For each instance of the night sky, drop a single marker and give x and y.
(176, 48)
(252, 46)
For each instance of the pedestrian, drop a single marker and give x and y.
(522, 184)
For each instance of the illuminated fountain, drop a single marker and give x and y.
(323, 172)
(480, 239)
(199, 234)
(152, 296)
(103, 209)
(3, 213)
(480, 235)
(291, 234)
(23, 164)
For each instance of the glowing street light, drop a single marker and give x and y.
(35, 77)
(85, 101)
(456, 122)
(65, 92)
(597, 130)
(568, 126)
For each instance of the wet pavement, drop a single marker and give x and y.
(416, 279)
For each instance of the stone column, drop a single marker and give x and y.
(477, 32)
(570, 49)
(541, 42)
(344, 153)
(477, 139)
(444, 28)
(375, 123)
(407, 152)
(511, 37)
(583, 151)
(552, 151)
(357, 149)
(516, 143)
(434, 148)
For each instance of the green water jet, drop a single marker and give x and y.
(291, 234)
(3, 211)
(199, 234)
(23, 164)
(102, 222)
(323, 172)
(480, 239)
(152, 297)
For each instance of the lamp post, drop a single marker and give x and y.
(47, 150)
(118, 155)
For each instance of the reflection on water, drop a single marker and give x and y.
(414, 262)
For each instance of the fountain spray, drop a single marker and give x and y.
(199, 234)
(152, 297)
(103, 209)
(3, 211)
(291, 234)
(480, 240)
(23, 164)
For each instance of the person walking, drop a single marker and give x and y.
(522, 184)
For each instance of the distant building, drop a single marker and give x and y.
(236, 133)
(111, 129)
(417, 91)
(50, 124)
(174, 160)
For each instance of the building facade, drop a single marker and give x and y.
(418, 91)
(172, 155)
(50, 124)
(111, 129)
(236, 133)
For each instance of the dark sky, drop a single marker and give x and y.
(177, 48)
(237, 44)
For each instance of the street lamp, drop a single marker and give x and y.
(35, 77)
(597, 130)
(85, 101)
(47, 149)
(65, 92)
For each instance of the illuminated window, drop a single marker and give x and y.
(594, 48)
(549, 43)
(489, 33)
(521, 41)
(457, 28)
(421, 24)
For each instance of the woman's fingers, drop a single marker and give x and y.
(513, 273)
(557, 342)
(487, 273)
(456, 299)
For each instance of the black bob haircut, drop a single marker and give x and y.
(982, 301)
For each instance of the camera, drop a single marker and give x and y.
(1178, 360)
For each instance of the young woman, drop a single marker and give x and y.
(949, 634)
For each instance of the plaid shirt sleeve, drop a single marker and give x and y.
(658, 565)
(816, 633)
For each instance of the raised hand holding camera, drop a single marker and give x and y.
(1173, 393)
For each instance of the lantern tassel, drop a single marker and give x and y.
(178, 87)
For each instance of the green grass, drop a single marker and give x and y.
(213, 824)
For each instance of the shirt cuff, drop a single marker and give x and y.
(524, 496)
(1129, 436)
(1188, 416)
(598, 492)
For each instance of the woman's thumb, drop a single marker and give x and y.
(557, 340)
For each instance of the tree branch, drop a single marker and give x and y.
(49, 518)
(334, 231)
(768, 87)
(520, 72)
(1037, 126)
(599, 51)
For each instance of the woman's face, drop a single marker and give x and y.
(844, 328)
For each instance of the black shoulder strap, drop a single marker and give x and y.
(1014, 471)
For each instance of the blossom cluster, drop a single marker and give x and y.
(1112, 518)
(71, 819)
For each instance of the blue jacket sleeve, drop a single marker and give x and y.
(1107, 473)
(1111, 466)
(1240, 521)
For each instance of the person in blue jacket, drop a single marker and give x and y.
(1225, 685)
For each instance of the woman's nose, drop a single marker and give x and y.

----------------

- **WHAT THIS TASK INVOLVES**
Please present all the data above as a numbered list, one entry per line, with blank lines left out.

- **SOLUTION**
1. For each instance of the night sky, drop a single marker and give x and y.
2. (176, 48)
3. (252, 46)
4. For each instance of the pedestrian, drop a single marker and give x and y.
5. (522, 184)
6. For each instance of the illuminated fountain, drop a single marker and give x and y.
7. (323, 172)
8. (480, 239)
9. (199, 234)
10. (152, 296)
11. (103, 209)
12. (3, 213)
13. (480, 235)
14. (291, 234)
15. (23, 164)
16. For each instance of the glowing street light, drop a single marker and give x and y.
17. (35, 77)
18. (85, 101)
19. (456, 122)
20. (65, 92)
21. (597, 130)
22. (568, 126)
23. For each instance of the wet pavement, drop a single marker and give x and y.
24. (416, 279)
25. For each instance of the stone column, drop a single marker and give x and y.
26. (477, 32)
27. (570, 49)
28. (541, 42)
29. (344, 153)
30. (477, 139)
31. (444, 28)
32. (375, 123)
33. (407, 152)
34. (511, 37)
35. (583, 151)
36. (552, 151)
37. (357, 149)
38. (516, 143)
39. (434, 148)
40. For each instance of the green water jet, drop a single marker and give x and y.
41. (291, 234)
42. (3, 211)
43. (199, 234)
44. (23, 164)
45. (102, 222)
46. (323, 172)
47. (480, 239)
48. (152, 297)
49. For each instance of the lamp post, drop a single marker and give x and y.
50. (47, 150)
51. (118, 155)
52. For each instance of the reflection on water, drop a single marker and give x and y.
53. (414, 262)
54. For each instance of the fountain spray, drop a single marker and give x and y.
55. (199, 234)
56. (152, 297)
57. (103, 209)
58. (3, 211)
59. (291, 234)
60. (480, 240)
61. (23, 164)
62. For each instance of the person walking, drop a single marker and give x and y.
63. (522, 184)
64. For each instance of the distant building, drop a single marker and give x and y.
65. (236, 133)
66. (111, 129)
67. (417, 91)
68. (50, 124)
69. (174, 160)
70. For each instance of the building facade, drop a single marker and give x and y.
71. (418, 91)
72. (172, 155)
73. (50, 124)
74. (111, 129)
75. (236, 133)
76. For each instance of the dark sky, drop a single marker and give x and y.
77. (177, 48)
78. (237, 44)
79. For each instance of the street lamp, drop a single marker and give x and y.
80. (35, 77)
81. (597, 130)
82. (85, 101)
83. (47, 149)
84. (65, 92)
85. For each instance of the illuminated window, drop a single marker and give x and y.
86. (594, 48)
87. (549, 43)
88. (489, 33)
89. (521, 41)
90. (457, 28)
91. (421, 24)
92. For each instance of the woman's fingers, drop a single marker and give x and y.
93. (513, 273)
94. (557, 342)
95. (487, 273)
96. (456, 299)
97. For each instance of the black bob haircut, drop a single marker and give x and y.
98. (982, 301)
99. For each instance of the camera, drop a single marker and give x and y.
100. (1178, 360)
101. For each instance of the young woman, drop a single marker and give x and y.
102. (949, 634)
103. For each instance of the plaid shirt sleeve, drop a single marker and give x and y.
104. (658, 565)
105. (816, 633)
106. For each instance of the raised hand holding camera, drop a single marker and give x and y.
107. (1173, 393)
108. For each instance of the lantern tassel, drop a single marker and give x and y.
109. (178, 87)
110. For each instance of the green grass, drop a single marker and give x and y.
111. (213, 824)
112. For each instance of the shirt cuff, drop a single marker and give x and y.
113. (524, 496)
114. (1129, 436)
115. (1188, 416)
116. (598, 492)
117. For each instance of the woman's thumb, drop a single marker and give x and y.
118. (557, 340)
119. For each instance of the tree branch, drop a single marker and give x and y.
120. (49, 518)
121. (334, 231)
122. (768, 87)
123. (520, 72)
124. (1037, 126)
125. (599, 51)
126. For each instance of the woman's face, drop a single marker and give x and y.
127. (844, 328)
128. For each instance of the black shoulder strap, drop a single marker and give x and y.
129. (1014, 471)
130. For each instance of the blossom cluster, drop a single marker and give x and y.
131. (1112, 518)
132. (71, 819)
133. For each instance of the blue jacket sleeve, drop a single marker and give x and y.
134. (1107, 473)
135. (1111, 466)
136. (1240, 521)
137. For each instance of the person in blue jacket, drop a single marker and give x and y.
138. (1225, 685)
139. For each instance of the woman's nose, drop a single marker and give x and y.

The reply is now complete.